RECORDS PROVIDED:
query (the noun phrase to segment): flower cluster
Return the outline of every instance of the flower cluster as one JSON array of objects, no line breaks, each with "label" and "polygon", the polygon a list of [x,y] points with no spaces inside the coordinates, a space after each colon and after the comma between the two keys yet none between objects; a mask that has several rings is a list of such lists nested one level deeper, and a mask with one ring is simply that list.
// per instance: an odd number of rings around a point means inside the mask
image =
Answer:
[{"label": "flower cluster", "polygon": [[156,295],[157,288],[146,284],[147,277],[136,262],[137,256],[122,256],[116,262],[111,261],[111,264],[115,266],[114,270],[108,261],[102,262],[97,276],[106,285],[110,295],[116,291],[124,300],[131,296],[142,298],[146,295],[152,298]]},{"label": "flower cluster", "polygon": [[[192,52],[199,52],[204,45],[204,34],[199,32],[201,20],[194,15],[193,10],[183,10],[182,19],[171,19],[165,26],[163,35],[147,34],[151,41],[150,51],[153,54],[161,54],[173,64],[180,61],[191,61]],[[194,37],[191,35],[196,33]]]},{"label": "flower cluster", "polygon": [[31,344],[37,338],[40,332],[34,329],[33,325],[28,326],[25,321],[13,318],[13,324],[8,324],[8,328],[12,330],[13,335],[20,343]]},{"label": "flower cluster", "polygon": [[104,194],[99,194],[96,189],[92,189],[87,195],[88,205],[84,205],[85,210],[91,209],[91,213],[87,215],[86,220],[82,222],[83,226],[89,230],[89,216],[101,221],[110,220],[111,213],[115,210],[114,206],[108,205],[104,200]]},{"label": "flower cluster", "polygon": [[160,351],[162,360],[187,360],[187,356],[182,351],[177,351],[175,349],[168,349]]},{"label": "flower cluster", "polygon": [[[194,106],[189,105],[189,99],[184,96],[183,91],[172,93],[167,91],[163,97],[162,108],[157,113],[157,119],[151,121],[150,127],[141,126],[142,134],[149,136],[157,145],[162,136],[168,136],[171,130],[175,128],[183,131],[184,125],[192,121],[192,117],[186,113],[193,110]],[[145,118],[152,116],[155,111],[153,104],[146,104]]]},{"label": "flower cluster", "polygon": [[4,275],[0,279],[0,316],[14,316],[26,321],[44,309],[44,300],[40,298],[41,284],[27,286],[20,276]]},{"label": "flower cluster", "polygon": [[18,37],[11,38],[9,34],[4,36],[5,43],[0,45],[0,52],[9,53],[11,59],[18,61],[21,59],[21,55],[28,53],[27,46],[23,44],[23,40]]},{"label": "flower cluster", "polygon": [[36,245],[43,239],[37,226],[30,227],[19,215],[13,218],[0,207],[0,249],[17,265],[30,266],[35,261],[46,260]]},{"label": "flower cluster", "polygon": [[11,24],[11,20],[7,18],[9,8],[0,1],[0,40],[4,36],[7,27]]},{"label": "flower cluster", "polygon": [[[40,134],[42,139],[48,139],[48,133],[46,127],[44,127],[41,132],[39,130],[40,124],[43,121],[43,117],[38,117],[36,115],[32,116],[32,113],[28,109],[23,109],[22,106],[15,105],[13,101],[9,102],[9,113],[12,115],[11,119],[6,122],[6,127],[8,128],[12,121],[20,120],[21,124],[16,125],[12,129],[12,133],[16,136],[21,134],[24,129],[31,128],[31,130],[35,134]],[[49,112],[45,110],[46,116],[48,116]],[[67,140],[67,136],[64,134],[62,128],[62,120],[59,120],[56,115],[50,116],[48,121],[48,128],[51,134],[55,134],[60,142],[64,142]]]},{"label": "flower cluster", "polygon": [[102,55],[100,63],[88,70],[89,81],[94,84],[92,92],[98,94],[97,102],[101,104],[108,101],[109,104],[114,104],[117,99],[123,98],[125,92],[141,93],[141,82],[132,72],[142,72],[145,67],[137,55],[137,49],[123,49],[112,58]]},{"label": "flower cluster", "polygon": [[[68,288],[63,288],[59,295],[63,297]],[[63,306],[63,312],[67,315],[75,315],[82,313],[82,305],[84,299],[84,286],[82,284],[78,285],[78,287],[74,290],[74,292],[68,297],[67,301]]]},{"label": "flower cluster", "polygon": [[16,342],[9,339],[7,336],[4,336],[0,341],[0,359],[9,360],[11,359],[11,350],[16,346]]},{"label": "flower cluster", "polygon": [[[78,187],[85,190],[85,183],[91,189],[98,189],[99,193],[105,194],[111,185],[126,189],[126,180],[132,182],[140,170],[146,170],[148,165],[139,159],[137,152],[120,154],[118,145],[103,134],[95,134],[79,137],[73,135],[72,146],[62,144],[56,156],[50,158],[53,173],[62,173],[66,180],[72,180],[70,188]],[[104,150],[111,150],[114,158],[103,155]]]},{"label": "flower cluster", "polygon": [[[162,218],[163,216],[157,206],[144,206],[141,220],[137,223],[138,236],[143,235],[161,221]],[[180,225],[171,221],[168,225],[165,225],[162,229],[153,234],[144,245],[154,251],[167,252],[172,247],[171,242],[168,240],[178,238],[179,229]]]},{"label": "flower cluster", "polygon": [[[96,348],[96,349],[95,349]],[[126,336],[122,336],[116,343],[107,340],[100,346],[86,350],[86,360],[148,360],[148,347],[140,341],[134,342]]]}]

GIVEN EXERCISE:
Please write out the entries above again, changing "outline" to "contour" and keeping everything else the same.

WRITTEN RESPONSE:
query (the noun phrase to segment): flower cluster
Return the contour of every instance of the flower cluster as one JSON array of objects, no line breaks, each with "label" and "polygon", the polygon a list of [x,y] points with no spaces inside the coordinates, a space after each colon and after the comma between the two keys yet none between objects; a mask that has several rings is a list of such lists nested one level deeper, and a mask with one ring is simply that list.
// per instance: an odd number of rings around a point means inside the mask
image =
Answer:
[{"label": "flower cluster", "polygon": [[156,295],[157,288],[146,284],[147,277],[136,262],[137,256],[122,256],[116,262],[111,261],[111,264],[115,266],[114,270],[108,261],[102,262],[97,276],[106,285],[110,295],[116,291],[124,300],[131,296],[142,298],[146,295],[152,298]]},{"label": "flower cluster", "polygon": [[[192,52],[199,52],[204,45],[204,34],[199,32],[201,20],[194,15],[193,10],[183,10],[182,19],[171,19],[165,26],[163,35],[147,34],[151,41],[150,51],[153,54],[161,54],[173,64],[180,61],[191,61]],[[194,37],[191,35],[196,33]]]},{"label": "flower cluster", "polygon": [[31,344],[37,338],[40,332],[34,329],[33,325],[28,326],[25,321],[13,318],[13,324],[8,324],[8,328],[12,330],[13,335],[20,343]]},{"label": "flower cluster", "polygon": [[104,194],[99,194],[96,189],[92,189],[87,195],[88,205],[84,205],[85,210],[91,209],[91,213],[87,215],[86,220],[82,222],[83,226],[89,230],[89,216],[101,221],[110,220],[111,213],[115,210],[114,206],[108,205],[104,200]]},{"label": "flower cluster", "polygon": [[160,351],[162,360],[187,360],[187,356],[182,351],[177,351],[175,349],[168,349]]},{"label": "flower cluster", "polygon": [[[194,106],[189,105],[189,99],[184,96],[183,91],[172,93],[167,91],[163,97],[162,108],[157,113],[157,119],[151,121],[150,127],[141,126],[142,134],[149,136],[157,145],[162,136],[168,136],[171,130],[175,128],[183,131],[184,125],[192,121],[192,117],[186,113],[193,110]],[[145,118],[152,116],[155,111],[153,104],[146,104]]]},{"label": "flower cluster", "polygon": [[4,275],[0,279],[0,316],[14,316],[26,321],[44,309],[44,300],[40,298],[41,284],[27,286],[20,276]]},{"label": "flower cluster", "polygon": [[18,37],[11,38],[9,34],[4,36],[5,43],[0,45],[0,52],[9,53],[11,59],[18,61],[21,59],[21,55],[28,53],[27,46],[23,44],[23,40]]},{"label": "flower cluster", "polygon": [[36,245],[43,239],[37,226],[30,227],[19,215],[13,218],[0,207],[0,249],[17,265],[30,266],[35,261],[46,260]]},{"label": "flower cluster", "polygon": [[11,24],[11,20],[7,18],[9,8],[0,1],[0,40],[4,36],[7,27]]},{"label": "flower cluster", "polygon": [[[40,134],[42,139],[48,139],[48,133],[46,127],[44,127],[41,132],[39,130],[40,124],[43,121],[43,117],[38,117],[36,115],[32,116],[32,113],[28,109],[23,109],[22,106],[15,105],[13,101],[9,102],[9,113],[12,115],[11,119],[6,122],[6,127],[8,128],[12,121],[20,120],[21,124],[16,125],[12,129],[12,133],[16,136],[21,134],[24,129],[31,128],[31,130],[35,134]],[[49,112],[45,110],[46,116],[48,116]],[[67,140],[67,136],[64,134],[62,128],[62,120],[59,120],[56,115],[50,116],[48,121],[48,128],[51,134],[55,134],[60,142],[64,142]]]},{"label": "flower cluster", "polygon": [[102,55],[100,63],[88,70],[89,81],[94,84],[92,92],[98,94],[97,102],[101,104],[108,101],[109,104],[114,104],[117,99],[123,98],[125,92],[141,93],[141,82],[132,72],[142,72],[145,67],[137,55],[137,49],[123,49],[112,58]]},{"label": "flower cluster", "polygon": [[[68,288],[63,288],[59,295],[63,297]],[[63,306],[63,312],[67,315],[75,315],[82,313],[82,305],[84,299],[84,286],[82,284],[78,285],[78,287],[74,290],[74,292],[68,297],[67,301]]]},{"label": "flower cluster", "polygon": [[16,342],[9,339],[7,336],[4,336],[0,341],[0,359],[9,360],[11,359],[11,350],[16,346]]},{"label": "flower cluster", "polygon": [[[78,187],[85,190],[85,183],[91,189],[98,189],[99,193],[105,194],[111,185],[126,189],[126,180],[132,182],[140,170],[146,170],[148,165],[139,159],[137,152],[120,154],[118,145],[103,134],[95,134],[79,137],[73,135],[72,146],[62,144],[56,156],[50,158],[53,173],[62,173],[66,180],[72,180],[70,188]],[[104,150],[111,150],[114,158],[103,155]]]},{"label": "flower cluster", "polygon": [[[162,218],[163,216],[157,206],[144,206],[141,220],[137,223],[138,236],[143,235],[161,221]],[[180,225],[171,221],[168,225],[165,225],[162,229],[153,234],[144,245],[154,251],[167,252],[172,247],[171,242],[168,240],[178,238],[179,229]]]},{"label": "flower cluster", "polygon": [[[96,348],[96,349],[95,349]],[[126,336],[122,336],[116,343],[107,340],[100,346],[86,350],[86,360],[148,360],[148,347],[140,341],[134,342]]]}]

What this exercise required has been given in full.